PASSAGE FOR REVIEW
Loss of habitat due to climate change will primarily affect lowland areas in Bioko Island, due to rising sea levels disturbing those regions. This will likely affect large proportions of the drill's population, as the lowland habitats are conducive to larger groups of drills, and are generally preferred.

There is some evidence that Bioko drills captured from the wild may used in circuses. This poses a threat to drills as in captivity they express long term signs of stress and may act aggressively, decreasing their ability to mate if they are rescued. This also removes them from their natural habitat and population, removing them from gene pools that are already depleted by hunting.

== Interaction with humans ==
=== Bushmeat culture ===
Bioko Island contains a large bushmeat market, the Malabo market, which is quite similar to those of mainland Africa. Bushmeat itself is an important resource for Bioko Island, both economically and nutritionally, and both hunting and consumption have increased in relation to Equatorial Guinea's GDP. Bushmeat is preferably consumed over other sources of protein by the island's two major ethnic groups, the Bubi and the Fang, though the Fang show a higher preference for primates specifically.

SET OF TASKS
**A)** In the text on Bioko drills, what is the name of Bioko Island's large bushmeat market?
**B)** From the text on Bioko drills, reproduce the words between "Loss of habitat" and "are generally preferred.", inclusive, switching each "lowland" to "coastal".
**C)** Carry on the text on Bioko drills and bushmeat past its final sentence.

ENTRIES SHOWN
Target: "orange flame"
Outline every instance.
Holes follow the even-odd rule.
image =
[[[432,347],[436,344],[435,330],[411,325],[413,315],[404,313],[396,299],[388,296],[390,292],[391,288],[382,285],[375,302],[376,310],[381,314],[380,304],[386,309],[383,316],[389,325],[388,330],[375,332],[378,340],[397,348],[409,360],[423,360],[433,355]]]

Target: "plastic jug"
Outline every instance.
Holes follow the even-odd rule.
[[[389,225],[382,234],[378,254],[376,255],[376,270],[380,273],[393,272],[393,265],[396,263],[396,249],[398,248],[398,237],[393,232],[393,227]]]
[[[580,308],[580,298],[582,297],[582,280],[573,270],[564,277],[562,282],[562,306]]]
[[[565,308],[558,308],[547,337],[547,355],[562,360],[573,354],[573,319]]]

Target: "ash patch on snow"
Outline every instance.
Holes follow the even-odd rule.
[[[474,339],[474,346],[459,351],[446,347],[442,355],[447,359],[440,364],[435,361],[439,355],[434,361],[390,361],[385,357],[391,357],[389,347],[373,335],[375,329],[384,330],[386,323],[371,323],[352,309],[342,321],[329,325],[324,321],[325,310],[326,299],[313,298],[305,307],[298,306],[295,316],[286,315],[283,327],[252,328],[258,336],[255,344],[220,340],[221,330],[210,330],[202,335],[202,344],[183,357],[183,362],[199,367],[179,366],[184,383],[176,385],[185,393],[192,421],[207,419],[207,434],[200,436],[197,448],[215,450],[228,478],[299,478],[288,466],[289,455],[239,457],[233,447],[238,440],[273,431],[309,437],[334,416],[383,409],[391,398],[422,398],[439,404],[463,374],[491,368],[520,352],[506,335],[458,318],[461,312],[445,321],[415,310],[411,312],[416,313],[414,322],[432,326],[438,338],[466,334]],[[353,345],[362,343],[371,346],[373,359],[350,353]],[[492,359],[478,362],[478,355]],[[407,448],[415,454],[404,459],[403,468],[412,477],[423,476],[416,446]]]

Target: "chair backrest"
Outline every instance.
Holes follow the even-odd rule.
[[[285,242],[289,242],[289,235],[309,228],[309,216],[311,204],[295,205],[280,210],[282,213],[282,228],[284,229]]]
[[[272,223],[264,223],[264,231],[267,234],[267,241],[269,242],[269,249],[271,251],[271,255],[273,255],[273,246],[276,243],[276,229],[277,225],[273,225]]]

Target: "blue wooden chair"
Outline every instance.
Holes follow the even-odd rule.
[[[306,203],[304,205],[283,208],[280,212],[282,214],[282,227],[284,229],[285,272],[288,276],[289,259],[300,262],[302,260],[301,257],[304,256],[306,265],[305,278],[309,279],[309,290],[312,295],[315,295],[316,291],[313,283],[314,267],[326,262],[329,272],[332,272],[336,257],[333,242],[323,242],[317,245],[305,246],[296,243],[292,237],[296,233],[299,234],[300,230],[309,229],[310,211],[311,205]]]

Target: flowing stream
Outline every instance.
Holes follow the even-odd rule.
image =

ANSWERS IN ORDER
**A)** The Malabo market.

**B)**
Loss of habitat due to climate change will primarily affect coastal areas in Bioko Island, due to rising sea levels disturbing those regions. This will likely affect large proportions of the drill's population, as the coastal habitats are conducive to larger groups of drills, and are generally preferred.

**C)**
Commercialisation and modernisation of hunting practices has led to a focus on shotgun use over trappings, as these methods are more lucrative. Additionally, growing infrastructure on Bioko Island has allowed a faster return rate for hunters and intermediaries for the market, who are often taxi drivers, allowing for faster travel and reward. The Bioko drill is a popular target amongst bushmeat hunters, and increased prices of the drill as its population declines has been speculated to encourage hunters to seek it out in increasingly remote areas, furthering its decline. The Bioko drill tends to be sold freshly killed, and rarely smoked or live. While bushmeat hunted in Bioko is predominantly sold in the Malabo market, or elsewhere on the island itself, the majority of bushmeat hunters are from mainland Equatorial Guinea. Consumption of bushmeat in Bioko has increasingly become indicative of wealth and status, as the price of the meat rises, however it still remains a commonly accessed source of protein.

There has been some concern that the proximity of the drill to humans due to deforestation, hunting, and consumption could result in zoonotic disease transmission.

=== Links to SIV ===
The Bioko drill has been suggested to be an important link in the study of Simian immunodeficiency virus (SIV) due to its long history of isolation from the mainland. Independent evolution of the disease in the Bioko drill for 10,000 years has allowed comparison with the mainland drills, and offers an observation into macroevolution. The rapid evolution of the disease has made it difficult to estimate its age without the comparison, and SIV has previously been estimated to be a relatively young disease. The link has allowed estimations to be made about the development and age of HIV.